= Texto base =
“Correr ao encontro das festas que se aproximam!”

Dom Edmar Peron

 

Um dos gestos tradicionais com o qual a Igreja inicia o tempo sagrado da Quaresma é a benção e a imposição das cinzas. As duas orações do missal romano, à escolha, fazem referência explícita ao Mistério Pascal, do qual a Igreja se aproxima pelo caminho da conversão e da penitência. A primeira oração pede a Deus que os fiéis, recebendo as cinzas, possam progredir na observância da Quaresma e, desse modo, “celebrar de coração purificado o mistério pascal” de Jesus Cristo. A segunda, suplica a graça de que os fiéis consigam, “pela observância da Quaresma, obter o perdão dos pecados e viver uma vida nova, à semelhança do Cristo ressuscitado”.

Procuraremos, pela meditação das Orações do Dia ou Coleta de cada Domingo deste tempo litúrgico, beber da fonte de espiritualidade, a Liturgia, acolher o itinerário quaresmal e caminhar firme e alegremente em direção à Páscoa. À meditação dessas orações, cada pessoa ou comunidade precisará unir a leitura orante dos textos bíblicos propostos para cada dia.

Primeiro Domingo: “progredir no conhecimento de Jesus Cristo e corresponder a seu amor por uma vida santa”

Pela iniciação cristã fomos configurados sacramentalmente a Jesus Cristo: nos tornamos filhos e filhas n’Ele e participantes de sua Unção espiritual. Como ensina o apóstolo Paulo: com Cristo fomos sepultados para que, assim como ele ressuscitou dos mortos, “possamos caminhar numa vida nova” e, permanecendo unidos a ele, participaremos de sua glorificação, “com ressurreição semelhante à dele” (Rm 6,4-6).

A Igreja, no início da Quaresma, querendo preparar aqueles que foram iniciados pelos sacramentos do Batismo, da Confirmação e da Eucaristia, os fiéis, para a celebração do mistério pascal, pede a Deus que possam dar novos passos, ou seja, “progredir no conhecimento de Jesus Cristo”. Assim, a vida nova que lhes fora dada pelos sacramentos da Iniciação poderá manifestar-se ainda melhor em seu viver. É a liturgia fazendo jorrar, como de uma fonte, a vida espiritual; bebendo desta fonte e, saciados para aquele momento, os fiéis tornarão a ter sede e a buscarão sempre mais.

= Dados =
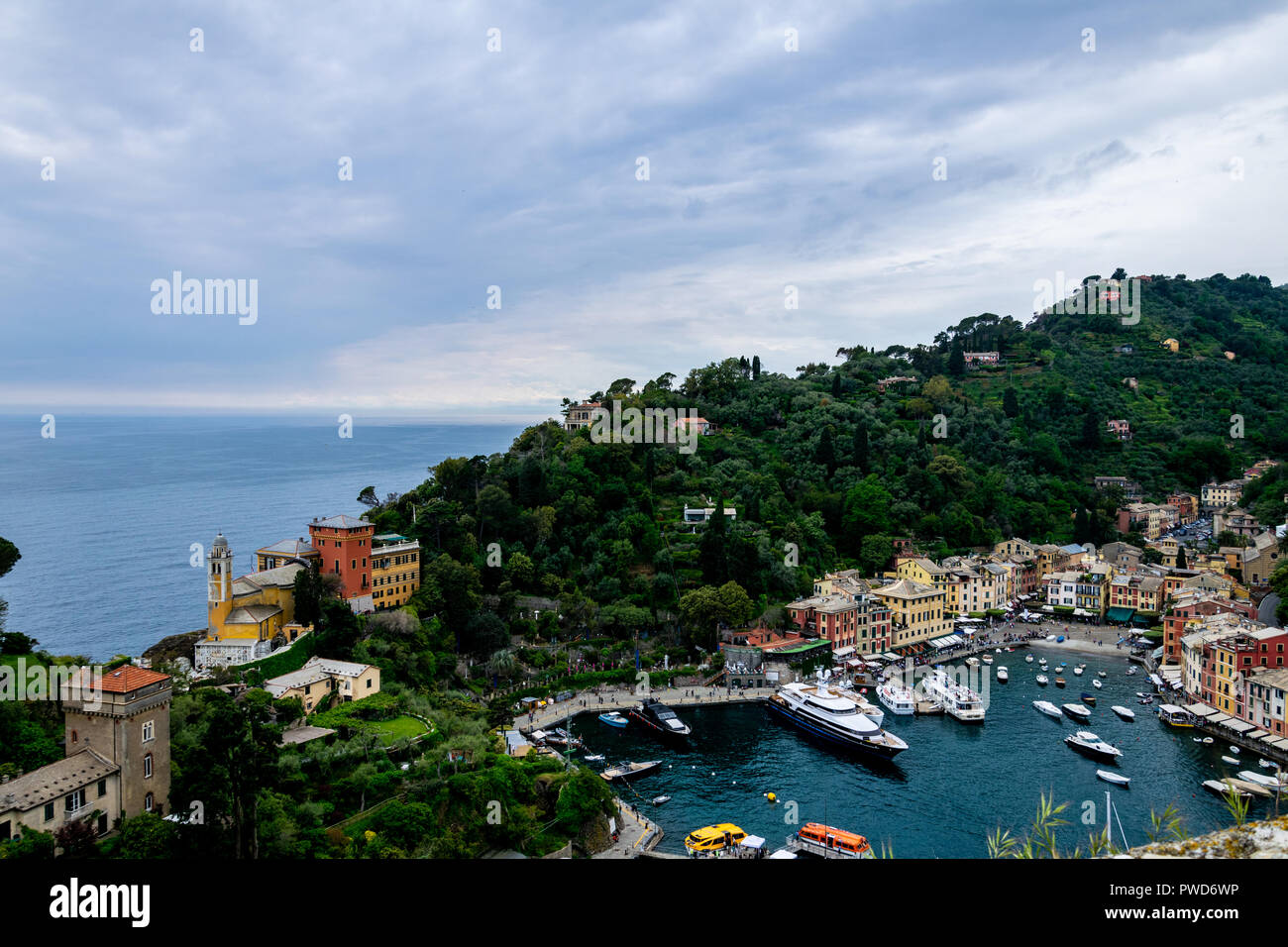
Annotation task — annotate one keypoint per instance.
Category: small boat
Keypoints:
(629, 771)
(1091, 745)
(1047, 707)
(1224, 789)
(1117, 779)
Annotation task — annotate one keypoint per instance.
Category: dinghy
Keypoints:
(1116, 779)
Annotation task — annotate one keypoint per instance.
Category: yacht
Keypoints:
(954, 698)
(660, 719)
(1047, 707)
(1091, 745)
(898, 698)
(833, 716)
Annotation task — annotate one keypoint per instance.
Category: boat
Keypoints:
(833, 716)
(956, 699)
(658, 718)
(1047, 707)
(897, 698)
(1091, 745)
(1176, 716)
(1262, 780)
(711, 840)
(629, 771)
(1224, 789)
(832, 843)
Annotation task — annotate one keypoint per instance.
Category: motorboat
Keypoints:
(660, 719)
(956, 699)
(832, 843)
(1047, 707)
(897, 698)
(1091, 745)
(1175, 716)
(833, 716)
(1225, 789)
(630, 771)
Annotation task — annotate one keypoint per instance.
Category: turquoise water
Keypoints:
(954, 784)
(106, 512)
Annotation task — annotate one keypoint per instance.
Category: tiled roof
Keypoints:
(56, 780)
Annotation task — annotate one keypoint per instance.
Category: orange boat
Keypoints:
(831, 843)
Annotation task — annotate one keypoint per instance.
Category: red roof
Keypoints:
(129, 678)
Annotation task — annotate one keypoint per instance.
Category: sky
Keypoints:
(902, 166)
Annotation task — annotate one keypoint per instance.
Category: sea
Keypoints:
(951, 789)
(108, 510)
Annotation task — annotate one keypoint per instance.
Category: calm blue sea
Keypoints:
(104, 513)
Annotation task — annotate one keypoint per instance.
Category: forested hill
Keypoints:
(824, 460)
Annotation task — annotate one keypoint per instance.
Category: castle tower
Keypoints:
(124, 715)
(219, 585)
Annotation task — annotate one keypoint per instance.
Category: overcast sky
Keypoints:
(1162, 151)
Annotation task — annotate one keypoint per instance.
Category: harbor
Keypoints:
(954, 784)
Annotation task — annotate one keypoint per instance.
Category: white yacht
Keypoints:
(1091, 745)
(835, 716)
(898, 698)
(1047, 707)
(954, 698)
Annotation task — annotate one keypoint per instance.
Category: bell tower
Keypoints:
(219, 583)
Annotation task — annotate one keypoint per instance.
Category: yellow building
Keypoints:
(244, 615)
(394, 570)
(917, 612)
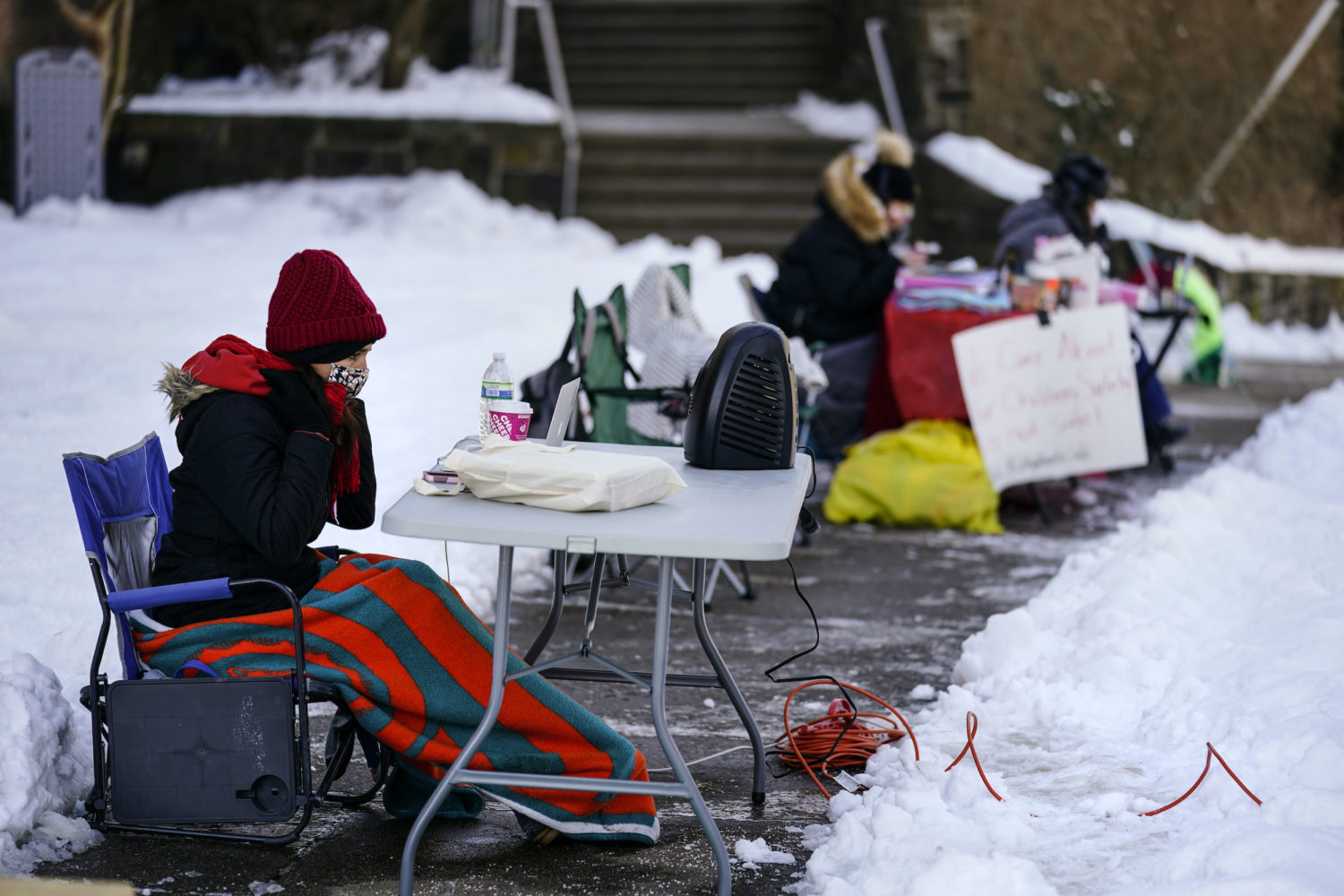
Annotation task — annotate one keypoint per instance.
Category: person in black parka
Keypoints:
(836, 276)
(274, 444)
(839, 271)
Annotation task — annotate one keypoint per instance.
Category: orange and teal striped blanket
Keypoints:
(414, 665)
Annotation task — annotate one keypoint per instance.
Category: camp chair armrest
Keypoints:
(163, 594)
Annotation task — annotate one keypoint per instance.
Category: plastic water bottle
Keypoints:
(496, 386)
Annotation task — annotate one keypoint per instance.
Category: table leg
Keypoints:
(726, 681)
(553, 618)
(492, 711)
(661, 632)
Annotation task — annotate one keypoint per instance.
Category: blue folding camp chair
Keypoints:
(190, 750)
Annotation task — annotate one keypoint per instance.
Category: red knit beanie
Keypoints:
(317, 301)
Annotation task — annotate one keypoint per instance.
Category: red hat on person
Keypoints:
(319, 303)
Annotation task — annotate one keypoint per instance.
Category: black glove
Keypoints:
(295, 402)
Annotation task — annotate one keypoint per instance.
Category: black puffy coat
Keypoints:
(247, 498)
(832, 284)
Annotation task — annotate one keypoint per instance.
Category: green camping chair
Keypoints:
(599, 338)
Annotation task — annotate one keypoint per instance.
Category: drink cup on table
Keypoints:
(510, 419)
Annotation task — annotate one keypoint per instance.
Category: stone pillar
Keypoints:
(486, 32)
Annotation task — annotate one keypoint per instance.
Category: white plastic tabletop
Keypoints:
(728, 514)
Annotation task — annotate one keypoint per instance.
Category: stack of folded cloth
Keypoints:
(948, 290)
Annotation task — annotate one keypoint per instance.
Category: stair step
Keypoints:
(671, 187)
(734, 241)
(690, 212)
(741, 19)
(701, 163)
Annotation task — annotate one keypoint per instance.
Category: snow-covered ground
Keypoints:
(1215, 616)
(1010, 177)
(1209, 618)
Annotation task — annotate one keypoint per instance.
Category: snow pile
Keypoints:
(1008, 177)
(844, 121)
(1215, 618)
(1279, 341)
(339, 80)
(43, 775)
(753, 853)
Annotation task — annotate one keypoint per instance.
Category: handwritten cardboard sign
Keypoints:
(1050, 401)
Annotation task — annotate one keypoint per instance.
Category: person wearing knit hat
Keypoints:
(836, 274)
(1066, 206)
(276, 445)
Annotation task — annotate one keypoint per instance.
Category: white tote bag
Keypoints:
(564, 478)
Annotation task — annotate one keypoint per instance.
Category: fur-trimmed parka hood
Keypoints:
(182, 389)
(851, 199)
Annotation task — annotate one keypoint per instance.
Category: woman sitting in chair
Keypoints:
(274, 445)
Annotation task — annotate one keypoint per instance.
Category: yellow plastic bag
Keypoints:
(925, 473)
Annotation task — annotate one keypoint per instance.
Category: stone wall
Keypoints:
(155, 156)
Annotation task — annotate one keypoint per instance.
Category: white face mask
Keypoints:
(352, 378)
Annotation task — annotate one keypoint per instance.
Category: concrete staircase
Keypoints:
(679, 113)
(685, 53)
(746, 182)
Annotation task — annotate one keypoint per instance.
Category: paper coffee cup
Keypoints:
(510, 419)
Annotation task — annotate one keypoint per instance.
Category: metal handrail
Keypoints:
(559, 88)
(890, 99)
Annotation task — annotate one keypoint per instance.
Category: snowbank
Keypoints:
(1217, 616)
(1008, 177)
(339, 80)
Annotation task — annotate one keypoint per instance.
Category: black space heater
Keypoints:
(744, 406)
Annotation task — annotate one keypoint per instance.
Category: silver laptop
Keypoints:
(564, 403)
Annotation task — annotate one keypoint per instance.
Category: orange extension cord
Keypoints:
(840, 737)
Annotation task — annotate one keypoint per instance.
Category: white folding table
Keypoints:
(728, 514)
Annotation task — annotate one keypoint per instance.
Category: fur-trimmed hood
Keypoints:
(182, 389)
(851, 199)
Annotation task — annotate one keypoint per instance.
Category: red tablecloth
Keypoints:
(916, 375)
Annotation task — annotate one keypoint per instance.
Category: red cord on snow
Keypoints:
(1209, 762)
(972, 726)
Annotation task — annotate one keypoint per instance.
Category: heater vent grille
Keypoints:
(754, 417)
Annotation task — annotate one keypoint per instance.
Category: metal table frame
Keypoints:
(731, 514)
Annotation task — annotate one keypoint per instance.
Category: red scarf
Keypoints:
(236, 365)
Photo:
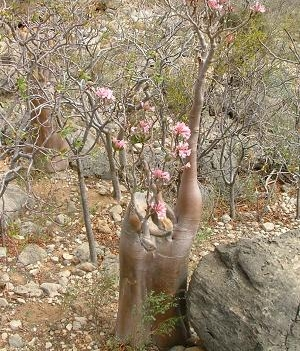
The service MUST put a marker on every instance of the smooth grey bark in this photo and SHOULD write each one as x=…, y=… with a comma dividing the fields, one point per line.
x=86, y=212
x=113, y=169
x=149, y=263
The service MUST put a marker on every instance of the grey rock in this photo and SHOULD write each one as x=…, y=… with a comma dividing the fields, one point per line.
x=3, y=302
x=226, y=218
x=177, y=348
x=79, y=323
x=13, y=200
x=63, y=281
x=82, y=252
x=110, y=265
x=4, y=278
x=96, y=162
x=116, y=212
x=31, y=254
x=15, y=324
x=3, y=251
x=51, y=289
x=86, y=267
x=29, y=228
x=245, y=295
x=30, y=289
x=268, y=226
x=63, y=219
x=15, y=341
x=71, y=207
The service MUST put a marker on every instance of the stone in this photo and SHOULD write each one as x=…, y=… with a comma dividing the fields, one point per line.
x=268, y=226
x=86, y=267
x=177, y=348
x=3, y=251
x=15, y=341
x=31, y=254
x=29, y=228
x=245, y=295
x=51, y=289
x=226, y=218
x=3, y=302
x=48, y=345
x=62, y=219
x=82, y=252
x=95, y=163
x=116, y=212
x=15, y=324
x=79, y=323
x=30, y=289
x=13, y=200
x=67, y=256
x=4, y=279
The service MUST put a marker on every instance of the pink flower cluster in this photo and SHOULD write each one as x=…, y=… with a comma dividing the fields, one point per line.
x=118, y=144
x=145, y=126
x=105, y=94
x=258, y=8
x=160, y=174
x=159, y=208
x=182, y=150
x=216, y=4
x=182, y=129
x=147, y=107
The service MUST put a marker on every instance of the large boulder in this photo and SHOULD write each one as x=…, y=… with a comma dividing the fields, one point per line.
x=246, y=296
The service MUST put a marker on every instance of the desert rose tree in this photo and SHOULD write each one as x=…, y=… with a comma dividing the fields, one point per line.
x=155, y=240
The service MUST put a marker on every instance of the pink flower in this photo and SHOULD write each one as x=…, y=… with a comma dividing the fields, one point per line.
x=183, y=130
x=159, y=208
x=182, y=150
x=133, y=129
x=145, y=126
x=105, y=93
x=160, y=174
x=187, y=165
x=229, y=38
x=258, y=8
x=215, y=4
x=147, y=107
x=118, y=144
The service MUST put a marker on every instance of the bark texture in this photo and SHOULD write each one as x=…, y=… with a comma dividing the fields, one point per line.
x=154, y=264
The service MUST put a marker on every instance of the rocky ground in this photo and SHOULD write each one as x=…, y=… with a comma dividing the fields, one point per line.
x=52, y=298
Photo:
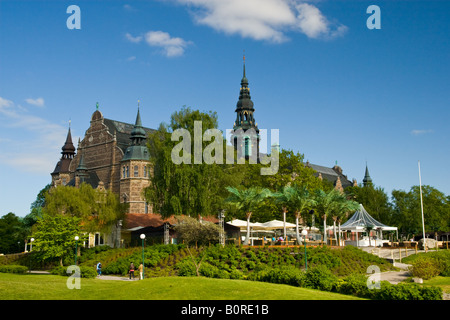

= Desafio A =
Explique em uma a três frases por que, segundo o texto sobre a Quaresma, a Igreja pede a Deus no início da Quaresma que os fiéis possam “progredir no conhecimento de Jesus Cristo”.
= Desafio B =
Extraia do texto sobre a Quaresma o trecho que vai de “Procuraremos, pela meditação” até “para cada dia.”, sem qualquer alteração.

= Solução completa A =
A Igreja faz esse pedido para preparar os fiéis, iniciados pelos sacramentos do Batismo, da Confirmação e da Eucaristia, para a celebração do mistério pascal. Assim, a vida nova que lhes foi dada pelos sacramentos da Iniciação poderá manifestar-se ainda melhor em seu viver.

= Solução completa B =
Procuraremos, pela meditação das Orações do Dia ou Coleta de cada Domingo deste tempo litúrgico, beber da fonte de espiritualidade, a Liturgia, acolher o itinerário quaresmal e caminhar firme e alegremente em direção à Páscoa. À meditação dessas orações, cada pessoa ou comunidade precisará unir a leitura orante dos textos bíblicos propostos para cada dia.